● TASK INSTRUCTIONS: Format every line of the listing below as a JSON array of strings, one string per line, with blank lines omitted and the pictures left out.

--- EXERCISE DATA ---

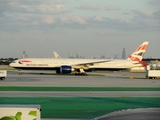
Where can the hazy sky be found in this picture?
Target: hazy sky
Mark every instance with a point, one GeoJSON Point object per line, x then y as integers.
{"type": "Point", "coordinates": [92, 27]}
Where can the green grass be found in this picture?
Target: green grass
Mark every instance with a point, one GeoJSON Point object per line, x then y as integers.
{"type": "Point", "coordinates": [82, 108]}
{"type": "Point", "coordinates": [24, 88]}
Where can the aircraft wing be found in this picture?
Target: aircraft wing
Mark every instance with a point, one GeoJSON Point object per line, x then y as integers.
{"type": "Point", "coordinates": [88, 64]}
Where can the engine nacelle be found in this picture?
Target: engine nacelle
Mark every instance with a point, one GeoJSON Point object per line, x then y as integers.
{"type": "Point", "coordinates": [66, 69]}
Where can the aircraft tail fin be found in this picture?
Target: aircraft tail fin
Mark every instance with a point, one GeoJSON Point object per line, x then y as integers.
{"type": "Point", "coordinates": [139, 52]}
{"type": "Point", "coordinates": [56, 55]}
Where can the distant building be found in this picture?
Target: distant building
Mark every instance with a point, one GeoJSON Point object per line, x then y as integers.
{"type": "Point", "coordinates": [24, 55]}
{"type": "Point", "coordinates": [123, 53]}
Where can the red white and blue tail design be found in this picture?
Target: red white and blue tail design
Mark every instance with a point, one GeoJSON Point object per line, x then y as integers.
{"type": "Point", "coordinates": [139, 53]}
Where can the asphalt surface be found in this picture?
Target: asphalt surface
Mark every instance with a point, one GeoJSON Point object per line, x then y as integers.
{"type": "Point", "coordinates": [118, 79]}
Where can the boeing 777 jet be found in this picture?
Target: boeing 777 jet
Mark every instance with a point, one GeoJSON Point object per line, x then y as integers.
{"type": "Point", "coordinates": [79, 66]}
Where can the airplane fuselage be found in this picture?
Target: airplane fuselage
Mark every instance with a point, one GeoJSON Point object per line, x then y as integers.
{"type": "Point", "coordinates": [54, 64]}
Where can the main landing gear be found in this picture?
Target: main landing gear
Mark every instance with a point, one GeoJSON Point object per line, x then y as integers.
{"type": "Point", "coordinates": [80, 72]}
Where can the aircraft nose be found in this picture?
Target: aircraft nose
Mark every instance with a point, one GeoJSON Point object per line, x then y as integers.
{"type": "Point", "coordinates": [144, 63]}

---

● SOLUTION BELOW:
[
  "Where can the hazy sky be found in this picture?",
  "Target: hazy sky",
  "Mark every instance with a point, one GeoJSON Point object per line, x then y as integers.",
  "{\"type\": \"Point\", \"coordinates\": [92, 27]}",
  "Where can the green grass be found in this picture?",
  "Target: green grass",
  "Mark every instance with a point, one GeoJSON Point object per line, x then y as integers.",
  "{\"type\": \"Point\", \"coordinates\": [82, 108]}",
  "{\"type\": \"Point\", \"coordinates\": [24, 88]}",
  "Where can the aircraft wing be found in this picture?",
  "Target: aircraft wing",
  "Mark every instance with a point, one GeoJSON Point object per line, x then y as integers.",
  "{\"type\": \"Point\", \"coordinates\": [88, 64]}",
  "Where can the engine nacelle be found in this picture?",
  "Target: engine nacelle",
  "Mark every instance with a point, one GeoJSON Point object per line, x then y as integers.",
  "{\"type\": \"Point\", \"coordinates\": [66, 69]}",
  "Where can the aircraft tail fin be found in this picture?",
  "Target: aircraft tail fin",
  "Mark every instance with a point, one GeoJSON Point object per line, x then y as integers.",
  "{\"type\": \"Point\", \"coordinates\": [139, 52]}",
  "{\"type\": \"Point\", \"coordinates\": [56, 55]}",
  "Where can the distant building be found in this picture?",
  "Target: distant building",
  "Mark every instance with a point, one GeoJSON Point object per line, x then y as integers.",
  "{\"type\": \"Point\", \"coordinates\": [24, 55]}",
  "{\"type\": \"Point\", \"coordinates\": [123, 53]}",
  "Where can the red white and blue tail design be found in this picture?",
  "Target: red white and blue tail design",
  "Mark every instance with a point, one GeoJSON Point object per line, x then y as integers.",
  "{\"type\": \"Point\", \"coordinates\": [139, 53]}",
  "Where can the asphalt surface be found in this picture?",
  "Target: asphalt surface",
  "Mark every instance with a point, one GeoJSON Point object per line, x then y as integers.",
  "{\"type\": \"Point\", \"coordinates\": [118, 79]}",
  "Where can the boeing 777 jet be found in this picture?",
  "Target: boeing 777 jet",
  "Mark every instance with a point, one GeoJSON Point object per line, x then y as integers.",
  "{\"type\": \"Point\", \"coordinates\": [79, 66]}",
  "Where can the airplane fuselage be found in this picture?",
  "Target: airplane fuselage",
  "Mark every instance with a point, one GeoJSON Point object per line, x then y as integers.",
  "{\"type\": \"Point\", \"coordinates\": [54, 64]}",
  "Where can the main landing gear be found in this picture?",
  "Target: main landing gear",
  "Mark every instance with a point, one GeoJSON Point object per line, x then y as integers.",
  "{\"type\": \"Point\", \"coordinates\": [80, 72]}",
  "Where can the aircraft nose be found in this picture?",
  "Target: aircraft nose",
  "Mark every instance with a point, one GeoJSON Point object per line, x then y as integers.",
  "{\"type\": \"Point\", \"coordinates\": [144, 63]}"
]